• **WHAT THE TASK ASKS**:
Lay out the lines below as a Markdown table with the columns "Row" and "Line," numbering each row and skipping any blank lines. Leave the pictures out of the table.

(Excerpts from a point labeling dataset)

────────────────

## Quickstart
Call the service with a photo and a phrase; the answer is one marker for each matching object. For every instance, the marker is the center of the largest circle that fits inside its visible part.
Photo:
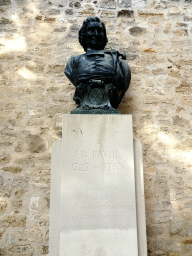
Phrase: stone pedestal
(97, 199)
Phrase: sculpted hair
(82, 31)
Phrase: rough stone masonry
(37, 39)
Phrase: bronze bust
(101, 78)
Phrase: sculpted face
(94, 35)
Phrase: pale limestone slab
(107, 226)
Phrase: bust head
(93, 34)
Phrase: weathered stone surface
(12, 169)
(37, 39)
(16, 220)
(125, 13)
(136, 31)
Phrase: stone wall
(37, 39)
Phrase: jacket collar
(94, 52)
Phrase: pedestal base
(97, 198)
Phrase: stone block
(82, 214)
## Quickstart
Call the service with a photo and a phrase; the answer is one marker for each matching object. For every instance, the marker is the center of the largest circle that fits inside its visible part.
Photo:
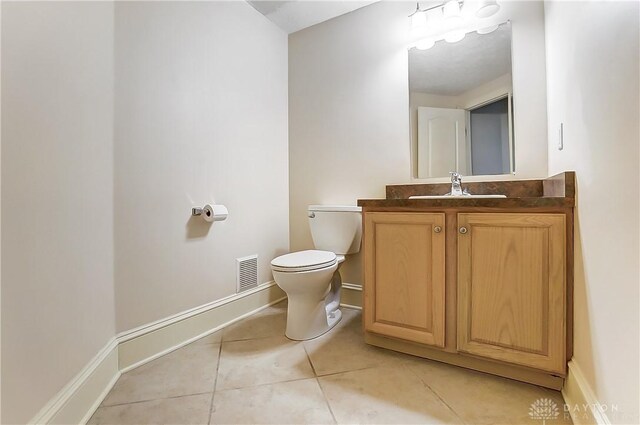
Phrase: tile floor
(250, 373)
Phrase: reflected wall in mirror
(461, 107)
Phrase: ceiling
(293, 16)
(450, 69)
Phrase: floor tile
(262, 361)
(269, 322)
(480, 398)
(343, 348)
(384, 395)
(179, 410)
(294, 402)
(189, 370)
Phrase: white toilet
(311, 278)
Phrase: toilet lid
(304, 260)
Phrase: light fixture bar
(418, 10)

────────────────

• **THE REPLY**:
| Row | Line |
|---|---|
| 1 | ## Quickstart |
| 2 | Call the service with a photo and a phrase; the answer is one marker for each matching object. For every instance, the marker is the center of the largest circle that fits inside its visible part. |
| 3 | Photo: |
| 4 | Phrase: stone pedestal |
| 5 | (97, 199) |
| 6 | Phrase: sculpted hair |
| 7 | (82, 31) |
| 8 | Phrase: rough stone masonry |
| 9 | (37, 39) |
| 10 | Phrase: bronze bust |
| 11 | (101, 78) |
| 12 | Phrase: sculpted face |
| 13 | (94, 35) |
| 14 | Phrase: pale limestone slab |
| 15 | (107, 226) |
| 16 | Phrase: bust head |
| 17 | (93, 34) |
| 18 | Phrase: weathered stone surface |
| 19 | (12, 169) |
| 20 | (37, 39) |
| 21 | (16, 220) |
| 22 | (125, 13) |
| 23 | (136, 31) |
| 24 | Phrase: stone wall |
| 25 | (37, 39) |
| 26 | Phrase: jacket collar |
| 27 | (94, 52) |
| 28 | Phrase: pedestal base |
| 29 | (97, 198) |
| 30 | Phrase: stone block |
| 31 | (82, 214) |
| 32 | ## Quickstart |
| 33 | Call the service with a photo and a phrase; the answer is one marker for each matching object. For every instance, the marker is the center of the largest circle that fits inside its visible part. |
| 34 | Photo: |
| 35 | Phrase: tile floor |
| 36 | (250, 373) |
| 37 | Phrase: reflected wall in mirror |
| 38 | (461, 107) |
| 39 | Phrase: ceiling |
| 40 | (293, 16) |
| 41 | (450, 69) |
| 42 | Phrase: floor tile |
| 43 | (262, 361) |
| 44 | (269, 322) |
| 45 | (480, 398) |
| 46 | (343, 348) |
| 47 | (384, 395) |
| 48 | (179, 410) |
| 49 | (294, 402) |
| 50 | (189, 370) |
| 51 | Phrase: white toilet |
| 52 | (311, 278) |
| 53 | Phrase: toilet lid |
| 54 | (304, 260) |
| 55 | Phrase: light fixture bar |
| 56 | (418, 10) |